▼▼▼

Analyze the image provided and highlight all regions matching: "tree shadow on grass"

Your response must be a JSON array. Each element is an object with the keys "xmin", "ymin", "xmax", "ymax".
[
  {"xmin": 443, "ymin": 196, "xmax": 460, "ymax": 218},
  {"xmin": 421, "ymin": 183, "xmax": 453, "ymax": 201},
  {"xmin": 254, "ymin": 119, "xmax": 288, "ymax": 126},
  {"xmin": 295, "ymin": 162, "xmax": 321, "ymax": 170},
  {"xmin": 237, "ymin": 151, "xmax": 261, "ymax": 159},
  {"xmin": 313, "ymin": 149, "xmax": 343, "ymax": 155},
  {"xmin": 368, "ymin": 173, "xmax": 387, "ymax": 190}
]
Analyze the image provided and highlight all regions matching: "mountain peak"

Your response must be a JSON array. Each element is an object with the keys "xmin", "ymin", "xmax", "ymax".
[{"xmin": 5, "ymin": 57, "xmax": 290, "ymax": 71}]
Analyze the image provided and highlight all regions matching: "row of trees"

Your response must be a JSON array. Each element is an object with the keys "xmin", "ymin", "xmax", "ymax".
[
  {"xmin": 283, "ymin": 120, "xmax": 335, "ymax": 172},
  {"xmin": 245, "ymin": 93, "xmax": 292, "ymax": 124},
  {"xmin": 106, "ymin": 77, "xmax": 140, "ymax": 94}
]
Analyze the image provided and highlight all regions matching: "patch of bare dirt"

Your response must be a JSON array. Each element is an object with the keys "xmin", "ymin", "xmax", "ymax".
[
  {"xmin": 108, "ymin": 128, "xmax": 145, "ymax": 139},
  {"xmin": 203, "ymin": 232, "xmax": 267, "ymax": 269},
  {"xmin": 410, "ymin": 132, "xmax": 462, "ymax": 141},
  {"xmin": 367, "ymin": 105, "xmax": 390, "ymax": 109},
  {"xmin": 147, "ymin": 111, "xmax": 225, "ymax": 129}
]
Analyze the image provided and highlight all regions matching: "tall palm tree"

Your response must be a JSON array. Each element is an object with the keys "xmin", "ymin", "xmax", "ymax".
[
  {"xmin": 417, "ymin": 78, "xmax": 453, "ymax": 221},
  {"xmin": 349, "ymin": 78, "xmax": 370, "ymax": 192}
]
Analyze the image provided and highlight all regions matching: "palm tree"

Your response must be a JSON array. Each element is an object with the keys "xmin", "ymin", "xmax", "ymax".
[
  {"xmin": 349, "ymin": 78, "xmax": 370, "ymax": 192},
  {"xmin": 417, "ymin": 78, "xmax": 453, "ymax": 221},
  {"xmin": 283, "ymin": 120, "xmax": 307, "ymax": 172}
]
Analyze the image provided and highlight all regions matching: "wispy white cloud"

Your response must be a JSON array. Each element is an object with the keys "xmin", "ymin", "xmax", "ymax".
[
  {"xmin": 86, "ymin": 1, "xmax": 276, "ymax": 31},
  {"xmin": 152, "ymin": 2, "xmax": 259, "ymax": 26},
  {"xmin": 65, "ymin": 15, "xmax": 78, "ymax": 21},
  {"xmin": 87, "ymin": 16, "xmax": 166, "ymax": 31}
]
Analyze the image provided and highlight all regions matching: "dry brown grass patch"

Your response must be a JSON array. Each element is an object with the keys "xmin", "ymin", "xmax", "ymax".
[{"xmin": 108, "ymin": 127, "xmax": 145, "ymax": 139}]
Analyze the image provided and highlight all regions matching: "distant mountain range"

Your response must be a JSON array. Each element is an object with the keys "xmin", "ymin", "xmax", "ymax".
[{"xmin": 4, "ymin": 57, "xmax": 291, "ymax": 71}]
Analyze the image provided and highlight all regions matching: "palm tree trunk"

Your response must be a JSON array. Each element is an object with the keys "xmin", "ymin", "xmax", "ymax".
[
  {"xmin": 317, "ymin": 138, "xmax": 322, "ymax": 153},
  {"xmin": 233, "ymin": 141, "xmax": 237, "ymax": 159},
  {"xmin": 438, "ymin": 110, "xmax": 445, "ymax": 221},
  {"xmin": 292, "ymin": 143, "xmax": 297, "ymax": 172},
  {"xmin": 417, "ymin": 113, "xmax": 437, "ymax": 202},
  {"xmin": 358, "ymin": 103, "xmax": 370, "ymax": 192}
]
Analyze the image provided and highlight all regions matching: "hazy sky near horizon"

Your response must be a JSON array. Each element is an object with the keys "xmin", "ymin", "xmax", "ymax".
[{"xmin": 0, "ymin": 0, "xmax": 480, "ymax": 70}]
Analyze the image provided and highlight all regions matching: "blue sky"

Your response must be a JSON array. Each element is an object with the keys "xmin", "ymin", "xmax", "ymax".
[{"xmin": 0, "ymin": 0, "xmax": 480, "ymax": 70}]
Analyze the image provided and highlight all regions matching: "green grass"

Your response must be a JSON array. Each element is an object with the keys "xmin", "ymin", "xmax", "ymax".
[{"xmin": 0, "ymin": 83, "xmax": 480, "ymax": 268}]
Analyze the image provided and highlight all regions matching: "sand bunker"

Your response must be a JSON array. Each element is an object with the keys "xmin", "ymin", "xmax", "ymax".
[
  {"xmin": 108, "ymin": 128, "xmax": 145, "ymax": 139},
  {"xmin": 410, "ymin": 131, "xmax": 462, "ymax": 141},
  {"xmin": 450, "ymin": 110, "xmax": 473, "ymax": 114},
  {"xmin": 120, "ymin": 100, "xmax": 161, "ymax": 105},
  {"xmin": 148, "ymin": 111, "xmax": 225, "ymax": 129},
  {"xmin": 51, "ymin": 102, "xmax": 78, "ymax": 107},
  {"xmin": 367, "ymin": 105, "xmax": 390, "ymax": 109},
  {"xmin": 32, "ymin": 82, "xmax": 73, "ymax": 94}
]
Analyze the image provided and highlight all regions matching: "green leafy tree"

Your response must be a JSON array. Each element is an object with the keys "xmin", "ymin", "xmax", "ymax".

▲▲▲
▼▼▼

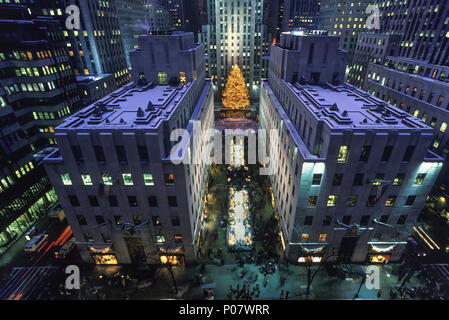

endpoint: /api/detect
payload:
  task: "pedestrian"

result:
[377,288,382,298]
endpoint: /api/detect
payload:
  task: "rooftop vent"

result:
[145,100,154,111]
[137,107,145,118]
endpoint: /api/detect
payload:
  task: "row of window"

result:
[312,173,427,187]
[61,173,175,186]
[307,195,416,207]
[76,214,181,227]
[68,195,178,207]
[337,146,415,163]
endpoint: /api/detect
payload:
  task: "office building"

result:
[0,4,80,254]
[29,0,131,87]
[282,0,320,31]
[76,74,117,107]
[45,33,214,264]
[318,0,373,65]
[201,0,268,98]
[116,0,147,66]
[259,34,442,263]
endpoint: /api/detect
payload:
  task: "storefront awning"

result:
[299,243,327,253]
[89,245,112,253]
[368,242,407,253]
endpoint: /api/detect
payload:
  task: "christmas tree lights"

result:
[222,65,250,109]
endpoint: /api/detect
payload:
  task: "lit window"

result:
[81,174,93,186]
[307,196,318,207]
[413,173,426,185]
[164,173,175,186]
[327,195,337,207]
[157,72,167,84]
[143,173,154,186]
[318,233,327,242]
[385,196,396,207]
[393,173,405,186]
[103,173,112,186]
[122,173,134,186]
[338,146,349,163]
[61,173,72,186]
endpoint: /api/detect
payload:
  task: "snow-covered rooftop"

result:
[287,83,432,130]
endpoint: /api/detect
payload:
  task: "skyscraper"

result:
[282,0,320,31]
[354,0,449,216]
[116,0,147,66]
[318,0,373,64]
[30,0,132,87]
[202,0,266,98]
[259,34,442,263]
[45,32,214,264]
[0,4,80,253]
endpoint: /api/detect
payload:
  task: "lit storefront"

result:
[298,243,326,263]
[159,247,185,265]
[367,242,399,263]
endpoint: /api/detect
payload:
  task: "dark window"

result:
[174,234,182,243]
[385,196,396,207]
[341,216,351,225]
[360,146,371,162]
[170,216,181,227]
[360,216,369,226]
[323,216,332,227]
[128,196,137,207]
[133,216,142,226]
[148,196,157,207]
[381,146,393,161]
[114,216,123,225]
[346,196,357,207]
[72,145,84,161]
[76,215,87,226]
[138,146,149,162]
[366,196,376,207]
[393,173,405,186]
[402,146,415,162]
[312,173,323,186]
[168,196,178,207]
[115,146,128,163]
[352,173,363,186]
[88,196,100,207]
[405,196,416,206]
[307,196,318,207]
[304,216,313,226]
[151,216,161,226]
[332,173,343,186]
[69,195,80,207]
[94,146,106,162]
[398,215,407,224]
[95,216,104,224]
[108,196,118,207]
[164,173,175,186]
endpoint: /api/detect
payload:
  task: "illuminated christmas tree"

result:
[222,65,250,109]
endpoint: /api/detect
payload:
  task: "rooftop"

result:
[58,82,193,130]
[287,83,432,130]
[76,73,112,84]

▲▲▲

◆ **TASK TO COMPLETE**: Pull out every line in the records above that contains the string "rooftop", and copy each one in full. Upper and lower case must match.

◆ **TASK RESPONSE**:
  task: "rooftop vent"
  task: "snow-covered rooftop"
  task: "rooftop"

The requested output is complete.